═══ SOURCE DATA ═══

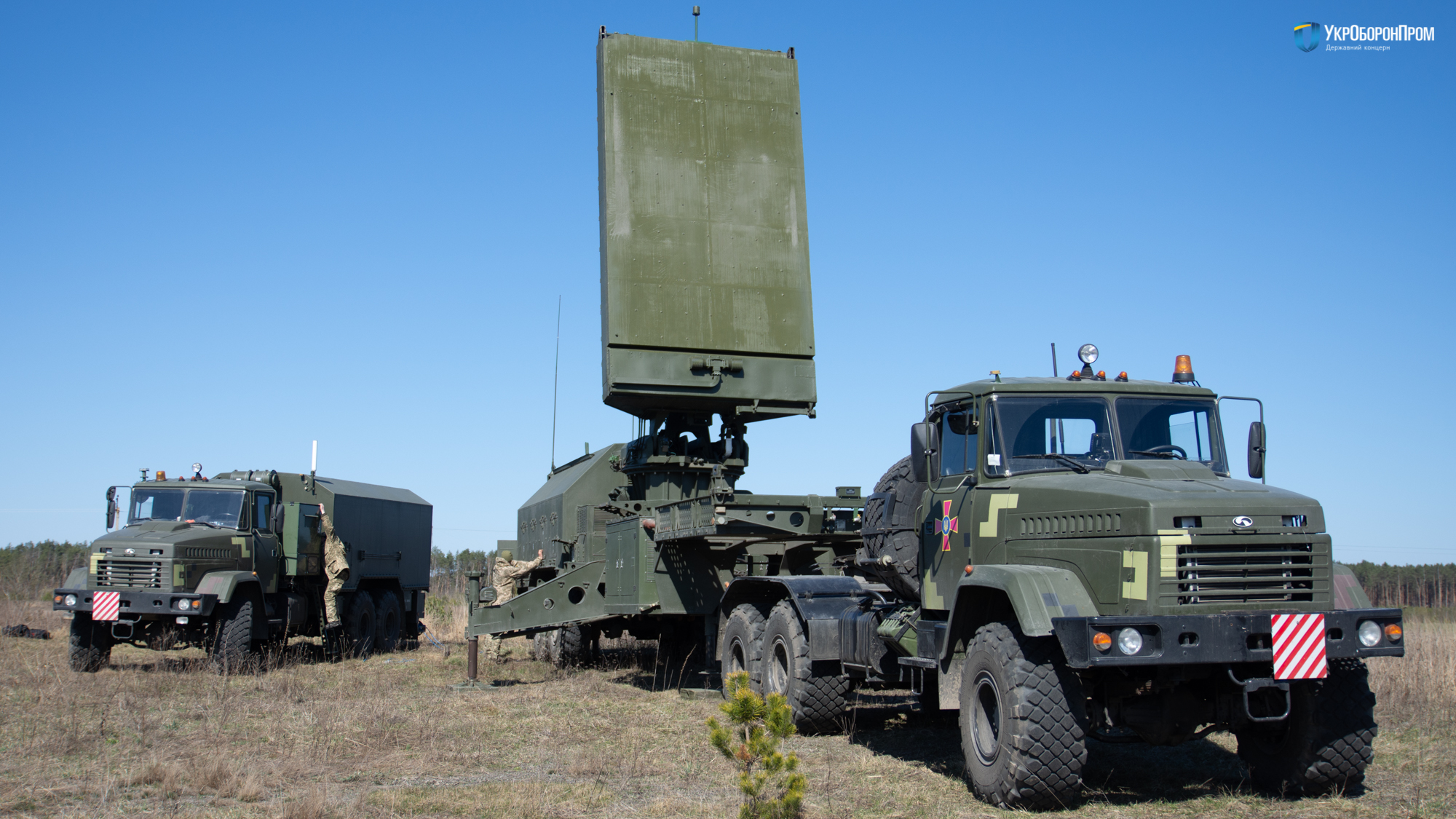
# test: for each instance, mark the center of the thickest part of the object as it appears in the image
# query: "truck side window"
(263, 512)
(957, 443)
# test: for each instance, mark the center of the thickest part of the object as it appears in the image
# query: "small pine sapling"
(771, 781)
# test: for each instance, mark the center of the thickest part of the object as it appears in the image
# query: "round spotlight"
(1369, 634)
(1129, 641)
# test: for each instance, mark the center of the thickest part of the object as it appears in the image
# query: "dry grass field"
(159, 735)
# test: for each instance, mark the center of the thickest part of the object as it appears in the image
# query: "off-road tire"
(896, 537)
(743, 644)
(574, 646)
(1326, 743)
(1023, 742)
(389, 621)
(360, 625)
(232, 644)
(819, 703)
(91, 644)
(544, 646)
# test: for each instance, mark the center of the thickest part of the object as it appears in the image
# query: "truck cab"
(235, 561)
(1084, 563)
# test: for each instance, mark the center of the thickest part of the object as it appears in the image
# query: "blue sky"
(231, 229)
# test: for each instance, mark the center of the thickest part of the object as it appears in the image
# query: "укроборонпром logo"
(1308, 36)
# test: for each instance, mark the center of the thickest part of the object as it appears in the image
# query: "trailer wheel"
(360, 625)
(389, 618)
(1023, 743)
(91, 644)
(818, 701)
(1326, 743)
(896, 537)
(544, 646)
(232, 646)
(743, 643)
(574, 646)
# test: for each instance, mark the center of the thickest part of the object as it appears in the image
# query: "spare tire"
(892, 532)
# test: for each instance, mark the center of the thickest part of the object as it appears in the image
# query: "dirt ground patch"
(162, 735)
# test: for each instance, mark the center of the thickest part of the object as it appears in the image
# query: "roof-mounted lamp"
(1183, 371)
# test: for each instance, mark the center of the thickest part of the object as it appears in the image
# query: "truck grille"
(1246, 573)
(130, 573)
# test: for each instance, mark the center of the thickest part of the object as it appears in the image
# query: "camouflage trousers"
(339, 576)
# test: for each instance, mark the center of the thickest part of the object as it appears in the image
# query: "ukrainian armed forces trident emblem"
(946, 525)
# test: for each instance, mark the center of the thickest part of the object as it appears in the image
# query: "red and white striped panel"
(1299, 647)
(106, 605)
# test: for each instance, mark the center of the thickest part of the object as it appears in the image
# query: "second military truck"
(237, 561)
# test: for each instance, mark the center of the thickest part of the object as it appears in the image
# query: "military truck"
(235, 561)
(1058, 558)
(1072, 558)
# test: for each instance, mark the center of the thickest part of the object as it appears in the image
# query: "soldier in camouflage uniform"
(336, 567)
(505, 580)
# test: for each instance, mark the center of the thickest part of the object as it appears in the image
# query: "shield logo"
(1308, 36)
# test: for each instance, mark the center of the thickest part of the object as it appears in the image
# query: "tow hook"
(1257, 684)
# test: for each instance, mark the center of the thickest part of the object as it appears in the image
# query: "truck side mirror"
(1257, 449)
(919, 451)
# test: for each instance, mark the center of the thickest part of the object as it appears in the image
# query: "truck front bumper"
(139, 604)
(1247, 637)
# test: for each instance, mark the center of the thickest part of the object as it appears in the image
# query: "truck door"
(946, 539)
(266, 542)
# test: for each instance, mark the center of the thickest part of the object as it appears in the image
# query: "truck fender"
(819, 601)
(228, 583)
(76, 579)
(1036, 593)
(1349, 595)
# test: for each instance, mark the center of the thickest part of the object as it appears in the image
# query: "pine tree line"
(1400, 586)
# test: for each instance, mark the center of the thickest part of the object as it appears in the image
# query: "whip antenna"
(554, 388)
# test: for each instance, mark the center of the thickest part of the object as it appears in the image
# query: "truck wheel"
(91, 644)
(743, 643)
(542, 646)
(818, 701)
(1021, 739)
(389, 618)
(574, 646)
(1326, 743)
(234, 637)
(360, 625)
(896, 537)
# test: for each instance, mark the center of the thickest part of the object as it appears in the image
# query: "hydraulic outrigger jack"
(472, 646)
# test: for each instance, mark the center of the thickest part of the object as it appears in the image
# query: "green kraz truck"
(237, 561)
(1072, 558)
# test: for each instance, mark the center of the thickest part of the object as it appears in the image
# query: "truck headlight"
(1131, 640)
(1369, 634)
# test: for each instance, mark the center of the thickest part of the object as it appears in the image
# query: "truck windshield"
(222, 507)
(155, 505)
(1170, 429)
(219, 507)
(1049, 433)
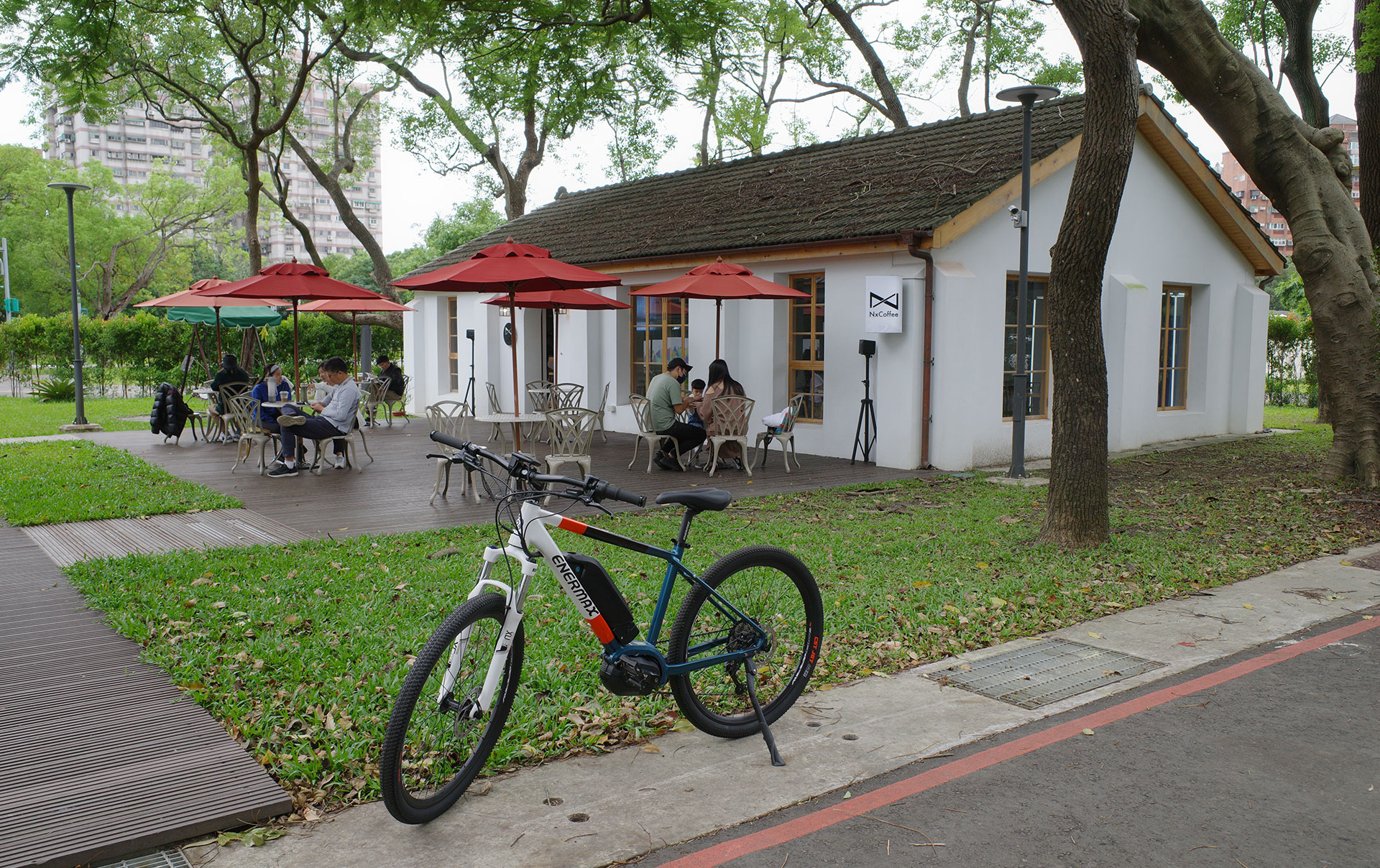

═══

SET EXERCISE:
Please extract every line in the rows above that contains the word "side". Case counts.

TASK SOLUTION:
# query: "truck side window"
# query: "truck side mirror"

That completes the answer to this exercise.